_Requirement_: Filter the entries for lines with the word "cards".

_Records for processing_:

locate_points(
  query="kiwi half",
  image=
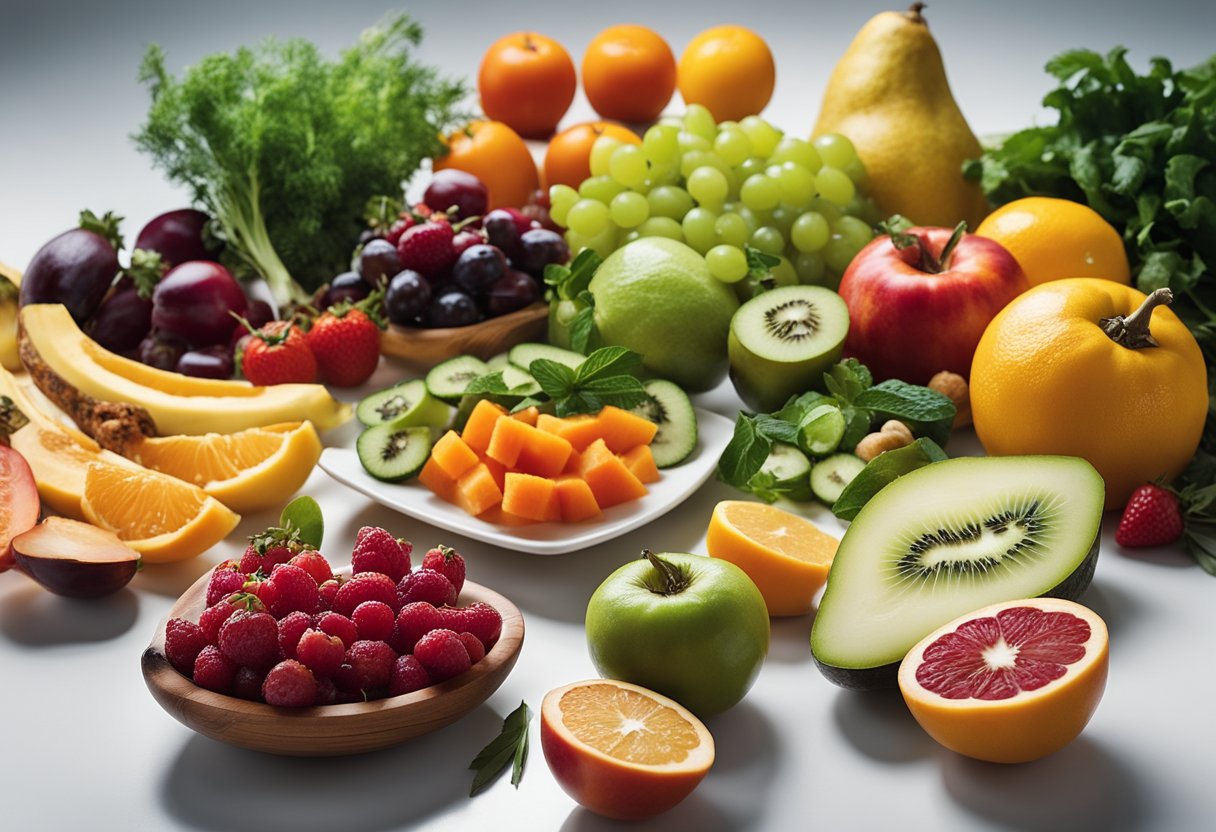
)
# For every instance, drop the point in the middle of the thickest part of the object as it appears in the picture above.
(947, 539)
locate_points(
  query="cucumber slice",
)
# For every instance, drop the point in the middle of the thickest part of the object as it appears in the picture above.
(670, 409)
(393, 453)
(409, 404)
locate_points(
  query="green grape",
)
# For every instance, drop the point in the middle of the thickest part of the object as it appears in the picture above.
(732, 230)
(669, 201)
(628, 209)
(660, 144)
(769, 240)
(834, 150)
(660, 226)
(791, 149)
(760, 192)
(628, 166)
(834, 185)
(810, 232)
(708, 186)
(601, 189)
(727, 263)
(587, 217)
(698, 229)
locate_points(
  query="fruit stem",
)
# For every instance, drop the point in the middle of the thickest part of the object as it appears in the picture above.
(673, 578)
(1132, 331)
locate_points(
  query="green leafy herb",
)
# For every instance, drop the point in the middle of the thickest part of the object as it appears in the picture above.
(511, 746)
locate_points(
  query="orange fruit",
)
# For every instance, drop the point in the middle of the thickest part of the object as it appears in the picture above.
(496, 155)
(727, 69)
(568, 156)
(1046, 378)
(161, 517)
(629, 73)
(786, 556)
(246, 471)
(1053, 239)
(623, 751)
(527, 82)
(1009, 682)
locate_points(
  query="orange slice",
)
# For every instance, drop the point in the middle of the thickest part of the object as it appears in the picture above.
(246, 471)
(623, 751)
(161, 517)
(786, 556)
(1009, 682)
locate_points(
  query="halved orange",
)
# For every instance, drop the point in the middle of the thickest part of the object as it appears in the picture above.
(787, 556)
(623, 751)
(161, 517)
(1009, 682)
(246, 471)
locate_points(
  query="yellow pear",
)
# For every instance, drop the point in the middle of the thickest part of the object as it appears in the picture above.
(889, 95)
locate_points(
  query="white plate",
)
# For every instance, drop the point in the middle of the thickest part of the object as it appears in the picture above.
(674, 487)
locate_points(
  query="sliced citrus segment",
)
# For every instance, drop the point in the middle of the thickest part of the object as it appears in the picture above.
(786, 556)
(623, 751)
(246, 471)
(1009, 682)
(161, 517)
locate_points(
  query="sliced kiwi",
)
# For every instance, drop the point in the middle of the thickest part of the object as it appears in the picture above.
(782, 342)
(947, 539)
(407, 403)
(669, 406)
(393, 453)
(832, 473)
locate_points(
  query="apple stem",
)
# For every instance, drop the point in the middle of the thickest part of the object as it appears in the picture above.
(673, 579)
(1132, 331)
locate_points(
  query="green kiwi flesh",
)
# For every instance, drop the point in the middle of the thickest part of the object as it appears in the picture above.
(947, 539)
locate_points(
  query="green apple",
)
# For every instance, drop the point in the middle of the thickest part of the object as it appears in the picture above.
(690, 627)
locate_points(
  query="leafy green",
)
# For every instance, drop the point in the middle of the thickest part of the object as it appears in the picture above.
(285, 147)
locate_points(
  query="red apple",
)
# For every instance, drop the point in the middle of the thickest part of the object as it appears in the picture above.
(918, 302)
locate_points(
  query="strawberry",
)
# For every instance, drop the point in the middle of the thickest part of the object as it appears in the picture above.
(1153, 517)
(279, 354)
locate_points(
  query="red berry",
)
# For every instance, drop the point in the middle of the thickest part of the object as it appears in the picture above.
(1153, 517)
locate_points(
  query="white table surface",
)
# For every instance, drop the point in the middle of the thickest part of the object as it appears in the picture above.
(84, 746)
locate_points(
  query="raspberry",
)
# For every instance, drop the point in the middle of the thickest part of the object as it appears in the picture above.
(320, 652)
(249, 637)
(373, 620)
(291, 628)
(448, 561)
(426, 585)
(183, 642)
(365, 586)
(443, 655)
(415, 620)
(290, 685)
(292, 589)
(214, 670)
(480, 619)
(407, 676)
(376, 550)
(372, 663)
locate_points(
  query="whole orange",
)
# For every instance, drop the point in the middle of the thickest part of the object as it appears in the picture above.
(1047, 378)
(496, 155)
(730, 71)
(629, 73)
(527, 80)
(1053, 239)
(567, 158)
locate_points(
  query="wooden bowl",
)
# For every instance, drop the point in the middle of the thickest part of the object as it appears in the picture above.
(336, 729)
(427, 348)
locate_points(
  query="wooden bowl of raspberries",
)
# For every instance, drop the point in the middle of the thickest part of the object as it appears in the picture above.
(277, 652)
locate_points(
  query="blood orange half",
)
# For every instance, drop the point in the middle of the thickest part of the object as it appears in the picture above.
(1009, 682)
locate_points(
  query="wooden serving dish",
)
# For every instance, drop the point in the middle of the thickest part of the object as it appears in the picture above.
(427, 348)
(337, 729)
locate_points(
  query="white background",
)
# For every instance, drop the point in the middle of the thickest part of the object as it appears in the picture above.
(84, 746)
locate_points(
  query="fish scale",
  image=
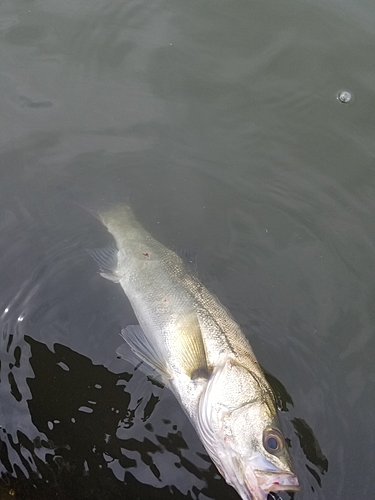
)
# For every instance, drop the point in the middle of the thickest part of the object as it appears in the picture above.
(200, 353)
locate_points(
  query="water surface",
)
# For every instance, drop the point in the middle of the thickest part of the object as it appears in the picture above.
(220, 122)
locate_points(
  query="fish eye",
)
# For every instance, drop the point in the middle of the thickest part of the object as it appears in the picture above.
(273, 441)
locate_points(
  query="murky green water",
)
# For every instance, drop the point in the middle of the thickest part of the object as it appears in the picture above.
(220, 122)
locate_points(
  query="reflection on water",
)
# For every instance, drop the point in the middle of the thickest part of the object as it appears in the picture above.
(73, 428)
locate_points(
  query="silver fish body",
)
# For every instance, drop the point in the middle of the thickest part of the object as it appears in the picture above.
(201, 354)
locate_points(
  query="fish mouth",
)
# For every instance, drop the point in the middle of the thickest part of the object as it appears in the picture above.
(276, 481)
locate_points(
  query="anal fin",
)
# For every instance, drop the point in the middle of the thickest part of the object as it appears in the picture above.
(192, 352)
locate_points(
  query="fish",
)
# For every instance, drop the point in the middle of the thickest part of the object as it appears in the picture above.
(189, 341)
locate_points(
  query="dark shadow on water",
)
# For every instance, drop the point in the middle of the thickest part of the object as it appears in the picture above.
(88, 434)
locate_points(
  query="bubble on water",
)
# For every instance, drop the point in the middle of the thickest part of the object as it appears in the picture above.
(344, 96)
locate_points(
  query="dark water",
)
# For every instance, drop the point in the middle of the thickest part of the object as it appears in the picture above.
(220, 121)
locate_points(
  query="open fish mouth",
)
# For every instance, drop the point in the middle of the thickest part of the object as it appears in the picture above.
(271, 481)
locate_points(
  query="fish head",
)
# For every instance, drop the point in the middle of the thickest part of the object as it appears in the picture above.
(238, 424)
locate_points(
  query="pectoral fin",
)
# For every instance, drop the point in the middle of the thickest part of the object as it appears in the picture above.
(191, 347)
(106, 258)
(140, 345)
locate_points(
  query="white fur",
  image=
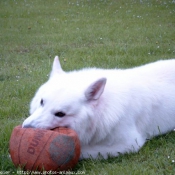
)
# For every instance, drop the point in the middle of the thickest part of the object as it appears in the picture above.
(113, 111)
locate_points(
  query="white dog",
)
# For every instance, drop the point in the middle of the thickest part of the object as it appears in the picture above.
(113, 111)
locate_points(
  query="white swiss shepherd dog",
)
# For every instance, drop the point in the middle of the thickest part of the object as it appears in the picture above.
(113, 111)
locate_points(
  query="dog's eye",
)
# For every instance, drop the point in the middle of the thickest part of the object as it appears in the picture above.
(60, 114)
(42, 102)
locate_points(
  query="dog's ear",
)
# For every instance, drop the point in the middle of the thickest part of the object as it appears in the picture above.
(56, 67)
(95, 90)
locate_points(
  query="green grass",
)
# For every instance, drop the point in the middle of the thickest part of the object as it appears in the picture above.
(84, 33)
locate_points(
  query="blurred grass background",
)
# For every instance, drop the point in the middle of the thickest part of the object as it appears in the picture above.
(84, 33)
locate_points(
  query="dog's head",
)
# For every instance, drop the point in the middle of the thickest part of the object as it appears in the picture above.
(67, 99)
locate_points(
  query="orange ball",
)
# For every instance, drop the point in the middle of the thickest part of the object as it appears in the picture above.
(49, 150)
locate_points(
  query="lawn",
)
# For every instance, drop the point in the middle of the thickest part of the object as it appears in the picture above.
(84, 33)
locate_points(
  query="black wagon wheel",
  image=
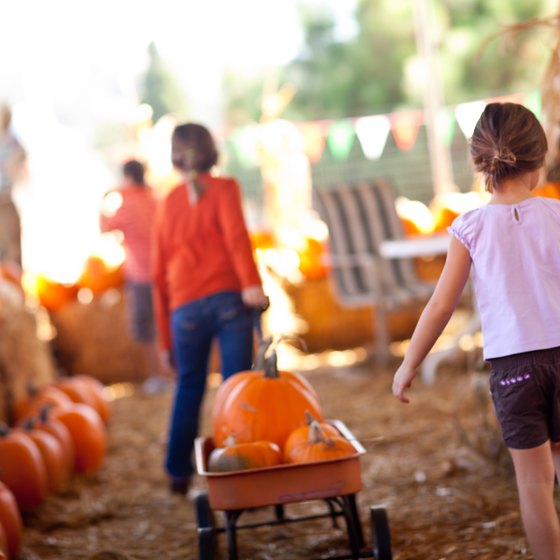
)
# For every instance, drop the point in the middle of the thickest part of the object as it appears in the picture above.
(204, 514)
(207, 543)
(380, 533)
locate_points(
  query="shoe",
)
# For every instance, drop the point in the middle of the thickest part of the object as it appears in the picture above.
(154, 385)
(180, 486)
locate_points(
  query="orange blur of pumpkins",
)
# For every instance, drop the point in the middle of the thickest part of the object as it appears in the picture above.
(446, 207)
(548, 190)
(311, 259)
(52, 294)
(99, 276)
(262, 239)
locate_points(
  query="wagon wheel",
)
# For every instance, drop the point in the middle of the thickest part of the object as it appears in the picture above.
(204, 514)
(206, 543)
(380, 533)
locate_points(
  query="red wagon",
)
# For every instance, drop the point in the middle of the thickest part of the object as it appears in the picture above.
(335, 481)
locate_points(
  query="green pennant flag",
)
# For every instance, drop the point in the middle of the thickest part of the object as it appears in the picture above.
(340, 139)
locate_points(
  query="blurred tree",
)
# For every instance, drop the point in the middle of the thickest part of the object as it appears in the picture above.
(160, 88)
(376, 68)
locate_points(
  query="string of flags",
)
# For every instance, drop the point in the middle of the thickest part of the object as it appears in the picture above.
(372, 131)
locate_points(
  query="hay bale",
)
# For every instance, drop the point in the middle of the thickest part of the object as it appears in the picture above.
(93, 338)
(25, 358)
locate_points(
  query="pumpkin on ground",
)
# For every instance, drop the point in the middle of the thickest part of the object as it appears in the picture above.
(3, 544)
(317, 447)
(22, 468)
(262, 405)
(243, 456)
(56, 428)
(54, 457)
(76, 390)
(10, 520)
(88, 433)
(97, 391)
(36, 399)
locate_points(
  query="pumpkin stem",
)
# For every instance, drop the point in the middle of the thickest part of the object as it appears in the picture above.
(308, 417)
(317, 435)
(265, 344)
(271, 366)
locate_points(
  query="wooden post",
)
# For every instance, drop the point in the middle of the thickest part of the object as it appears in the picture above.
(440, 158)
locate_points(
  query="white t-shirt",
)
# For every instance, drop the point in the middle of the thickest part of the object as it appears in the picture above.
(515, 252)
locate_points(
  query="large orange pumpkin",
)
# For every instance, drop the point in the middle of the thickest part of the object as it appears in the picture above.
(98, 275)
(97, 391)
(22, 469)
(54, 457)
(36, 399)
(88, 434)
(242, 456)
(548, 190)
(3, 544)
(56, 428)
(52, 294)
(262, 405)
(10, 520)
(317, 446)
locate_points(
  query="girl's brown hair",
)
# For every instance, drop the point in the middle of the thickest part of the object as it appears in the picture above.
(508, 141)
(197, 138)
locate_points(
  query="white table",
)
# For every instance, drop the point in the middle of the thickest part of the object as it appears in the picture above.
(425, 247)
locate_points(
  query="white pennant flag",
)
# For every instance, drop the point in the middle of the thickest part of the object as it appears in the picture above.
(372, 133)
(467, 115)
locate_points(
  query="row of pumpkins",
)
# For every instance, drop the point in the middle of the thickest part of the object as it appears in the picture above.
(58, 431)
(266, 417)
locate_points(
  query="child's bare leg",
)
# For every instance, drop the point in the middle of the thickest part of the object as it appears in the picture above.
(556, 459)
(534, 472)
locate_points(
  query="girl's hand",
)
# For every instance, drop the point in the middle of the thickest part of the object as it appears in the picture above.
(402, 381)
(254, 296)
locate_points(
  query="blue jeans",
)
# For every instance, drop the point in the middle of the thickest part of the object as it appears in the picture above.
(193, 328)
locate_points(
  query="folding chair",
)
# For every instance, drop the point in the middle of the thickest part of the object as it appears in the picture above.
(359, 217)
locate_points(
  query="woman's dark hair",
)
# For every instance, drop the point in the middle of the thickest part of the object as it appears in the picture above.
(508, 141)
(197, 138)
(135, 170)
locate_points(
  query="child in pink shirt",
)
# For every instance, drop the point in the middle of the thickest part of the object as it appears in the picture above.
(512, 248)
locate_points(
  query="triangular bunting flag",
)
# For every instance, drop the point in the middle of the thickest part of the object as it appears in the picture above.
(372, 133)
(245, 141)
(467, 115)
(405, 126)
(340, 138)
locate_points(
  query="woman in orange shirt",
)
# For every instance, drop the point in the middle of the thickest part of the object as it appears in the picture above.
(206, 284)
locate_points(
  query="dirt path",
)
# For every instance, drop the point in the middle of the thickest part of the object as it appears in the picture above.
(443, 500)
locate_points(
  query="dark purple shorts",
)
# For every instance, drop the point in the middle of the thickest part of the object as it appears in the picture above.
(142, 320)
(525, 389)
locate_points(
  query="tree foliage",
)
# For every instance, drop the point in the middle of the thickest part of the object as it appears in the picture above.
(377, 68)
(160, 87)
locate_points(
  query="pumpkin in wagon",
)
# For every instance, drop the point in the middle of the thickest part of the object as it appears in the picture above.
(317, 446)
(243, 456)
(262, 405)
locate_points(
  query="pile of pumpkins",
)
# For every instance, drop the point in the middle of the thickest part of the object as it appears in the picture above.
(58, 431)
(266, 417)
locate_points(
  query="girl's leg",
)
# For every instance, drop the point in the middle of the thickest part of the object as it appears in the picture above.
(234, 324)
(192, 337)
(534, 473)
(556, 459)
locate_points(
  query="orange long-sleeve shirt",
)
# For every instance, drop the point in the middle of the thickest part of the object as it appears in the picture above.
(200, 249)
(135, 218)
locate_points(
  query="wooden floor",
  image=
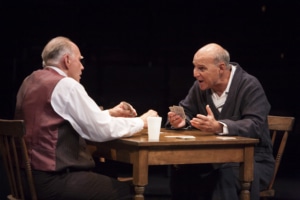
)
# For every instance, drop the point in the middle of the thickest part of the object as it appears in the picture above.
(287, 184)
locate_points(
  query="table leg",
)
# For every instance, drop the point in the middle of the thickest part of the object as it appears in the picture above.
(246, 172)
(140, 173)
(139, 192)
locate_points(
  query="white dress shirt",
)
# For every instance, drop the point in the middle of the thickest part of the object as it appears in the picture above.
(71, 101)
(219, 101)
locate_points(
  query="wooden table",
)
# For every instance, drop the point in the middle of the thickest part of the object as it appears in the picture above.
(204, 148)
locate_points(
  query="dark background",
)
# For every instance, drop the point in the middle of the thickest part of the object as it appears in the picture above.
(141, 51)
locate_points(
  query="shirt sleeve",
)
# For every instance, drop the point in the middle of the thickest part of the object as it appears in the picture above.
(225, 129)
(71, 101)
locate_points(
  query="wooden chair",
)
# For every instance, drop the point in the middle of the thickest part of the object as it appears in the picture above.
(280, 127)
(14, 152)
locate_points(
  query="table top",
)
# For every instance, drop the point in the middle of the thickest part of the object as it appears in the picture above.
(183, 137)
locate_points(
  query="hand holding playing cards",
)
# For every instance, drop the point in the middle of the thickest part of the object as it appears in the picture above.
(176, 116)
(207, 123)
(124, 109)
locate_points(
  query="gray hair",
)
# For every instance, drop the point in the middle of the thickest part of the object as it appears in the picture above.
(55, 49)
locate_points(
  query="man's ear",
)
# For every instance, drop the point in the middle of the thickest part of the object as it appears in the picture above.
(67, 60)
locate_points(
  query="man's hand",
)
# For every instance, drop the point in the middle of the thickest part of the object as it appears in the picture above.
(207, 123)
(124, 109)
(175, 120)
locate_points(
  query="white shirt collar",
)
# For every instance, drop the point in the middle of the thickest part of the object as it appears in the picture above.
(61, 72)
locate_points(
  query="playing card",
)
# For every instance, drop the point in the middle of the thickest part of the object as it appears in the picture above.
(178, 110)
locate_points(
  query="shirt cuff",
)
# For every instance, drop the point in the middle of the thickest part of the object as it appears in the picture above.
(225, 129)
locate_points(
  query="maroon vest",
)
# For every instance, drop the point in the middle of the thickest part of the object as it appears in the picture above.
(52, 143)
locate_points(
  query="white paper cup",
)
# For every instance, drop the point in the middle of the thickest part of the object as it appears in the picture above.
(154, 125)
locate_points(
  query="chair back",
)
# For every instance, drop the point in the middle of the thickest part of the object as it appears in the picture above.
(14, 153)
(279, 126)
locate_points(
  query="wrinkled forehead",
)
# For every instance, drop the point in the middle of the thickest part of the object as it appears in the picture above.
(203, 57)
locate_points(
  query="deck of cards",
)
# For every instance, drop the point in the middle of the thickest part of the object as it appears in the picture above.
(178, 110)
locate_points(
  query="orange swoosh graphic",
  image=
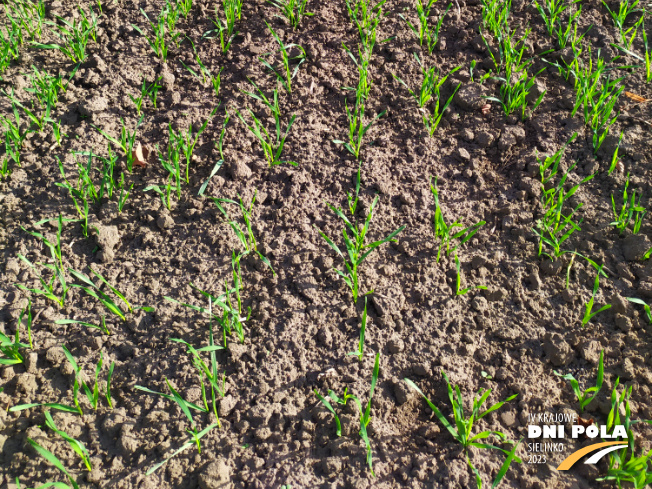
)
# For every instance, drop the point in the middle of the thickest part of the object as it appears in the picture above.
(575, 456)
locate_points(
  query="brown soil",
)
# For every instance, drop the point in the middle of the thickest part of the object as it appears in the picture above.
(274, 430)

_Written solution_:
  query="hand holding playing cards",
  query="deck of cards",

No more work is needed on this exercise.